>> Begin Given records

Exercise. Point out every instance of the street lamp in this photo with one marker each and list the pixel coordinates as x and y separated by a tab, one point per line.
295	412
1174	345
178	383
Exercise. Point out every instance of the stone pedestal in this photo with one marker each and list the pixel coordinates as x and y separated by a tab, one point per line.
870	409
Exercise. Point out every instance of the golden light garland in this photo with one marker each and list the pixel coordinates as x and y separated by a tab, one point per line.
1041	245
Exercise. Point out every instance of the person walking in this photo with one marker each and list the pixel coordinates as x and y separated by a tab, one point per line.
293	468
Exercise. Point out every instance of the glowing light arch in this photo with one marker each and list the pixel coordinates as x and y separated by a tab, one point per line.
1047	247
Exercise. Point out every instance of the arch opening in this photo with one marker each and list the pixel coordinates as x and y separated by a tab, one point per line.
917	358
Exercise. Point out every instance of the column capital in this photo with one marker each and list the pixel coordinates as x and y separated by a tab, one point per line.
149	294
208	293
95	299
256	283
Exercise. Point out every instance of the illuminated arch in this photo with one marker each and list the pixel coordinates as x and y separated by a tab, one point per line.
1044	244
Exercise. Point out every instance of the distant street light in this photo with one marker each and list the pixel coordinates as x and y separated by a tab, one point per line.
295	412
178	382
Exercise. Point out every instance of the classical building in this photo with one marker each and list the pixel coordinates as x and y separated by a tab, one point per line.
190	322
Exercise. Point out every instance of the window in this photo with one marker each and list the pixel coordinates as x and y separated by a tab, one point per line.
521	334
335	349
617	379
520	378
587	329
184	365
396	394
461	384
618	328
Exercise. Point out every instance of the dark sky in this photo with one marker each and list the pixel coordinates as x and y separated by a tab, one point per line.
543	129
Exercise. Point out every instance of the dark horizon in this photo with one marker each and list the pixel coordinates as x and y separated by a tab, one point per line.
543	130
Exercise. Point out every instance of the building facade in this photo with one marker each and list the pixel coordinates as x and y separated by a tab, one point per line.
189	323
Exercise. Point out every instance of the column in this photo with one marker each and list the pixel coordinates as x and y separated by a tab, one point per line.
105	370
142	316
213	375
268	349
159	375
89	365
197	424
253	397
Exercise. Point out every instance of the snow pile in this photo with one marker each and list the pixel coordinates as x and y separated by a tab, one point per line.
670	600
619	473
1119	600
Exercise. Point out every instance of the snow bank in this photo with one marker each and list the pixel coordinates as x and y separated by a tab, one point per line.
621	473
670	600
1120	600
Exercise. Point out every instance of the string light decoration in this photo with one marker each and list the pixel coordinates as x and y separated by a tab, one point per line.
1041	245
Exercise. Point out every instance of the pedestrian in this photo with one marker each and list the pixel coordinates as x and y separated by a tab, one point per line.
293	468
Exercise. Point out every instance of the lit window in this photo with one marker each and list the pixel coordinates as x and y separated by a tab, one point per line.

>> End Given records

▶ Task prompt
Reproduce each entry above exactly, keeping every word.

▶ Response to the task
Exercise. Point out every instance of the street lamp in this photo with one marker each and list the pixel coordinates as x and y separated by a tab, one point per line.
295	412
1174	345
178	383
Exercise. Point out every instance of the stone pedestal in this photo with one marker each and list the pixel coordinates as x and y separated by a tab, one point per line.
870	409
Exercise. Point out every instance of the golden light garland in this photo with one marker each and list the pixel coordinates as x and y separated by a tab, one point per line.
1041	245
Exercise. Point out every instance of the person walking in this photo with one marker each and list the pixel coordinates as x and y separated by a tab, one point per line.
293	468
Exercise. Point out every instance of the glowing light arch in this photo with one marker each and list the pixel coordinates as x and y separated by a tab, one point per line.
1047	247
Exercise. Point out every instance of the arch opening in this photo with one marker each and list the pixel coordinates as x and y separated by a tab, one point per line.
917	358
Exercise. Point out every instance of the column capital in this photo with one marker each and list the pixel coordinates as x and y separated by a tab, one point per line.
149	294
208	293
95	299
256	283
Exercise. Point out every instance of the illuminated arch in this photo with one marker each and list the pixel coordinates as x and y separated by a tab, one point per line.
1044	244
Exercise. Point out every instance of the distant street light in this photo with one marker each and list the pixel coordinates as x and y separated by a tab, one point per line.
295	412
178	382
Exercise. Point out every instance of the classical building in this photo with one marker each and list the pixel coordinates as x and y separated by a tab, one point per line.
190	322
Exercise. Point out every instance of the window in this photo with one marker each and list the pixel coordinates as x and y separated by a tab, one point per line.
521	334
335	349
617	379
520	378
587	329
184	365
396	394
461	384
618	328
Exercise. Point out every instance of the dark sky in this photo with one marker each and list the pixel coordinates as x and y separated by a tab, one point per line.
543	129
Exercise. Point out every instance of the dark horizon in this photo with one marker each and list the pixel coordinates as x and y separated by a tab, one point per line.
543	130
Exercise. Point out every instance of the building facade in this photo with one marker each and list the pixel coordinates as x and y separated by a tab, one point per line.
189	323
Exercise. Point out every instance of the column in this photo with one marker each and list the pixel coordinates as x and y separated by a tab, one point per line.
105	370
142	316
213	375
268	349
159	375
89	365
197	424
253	397
Exercise. Point out every instance of the snow pile in this photo with one marker each and list the pixel coordinates as x and y separated by a tab, one point per line.
670	600
619	473
1119	600
Exercise. Point out every instance of the snow bank in this photo with one marker each and list the pixel coordinates as x and y separated by a tab, one point per line.
621	473
670	600
1120	600
Exercise. Point out every instance of the string light decoration in this photo with one marker each and list the pixel coordinates as x and y separated by a tab, one point per line.
1041	245
Exercise. Point out every instance of the pedestrian in this photo with one marker each and list the pixel coordinates as x and y separated by a tab, one point per line.
293	468
Exercise. Point out every instance of the lit window in this photo with one marker each and list the pixel coordinates as x and y separated by a tab, one point per line.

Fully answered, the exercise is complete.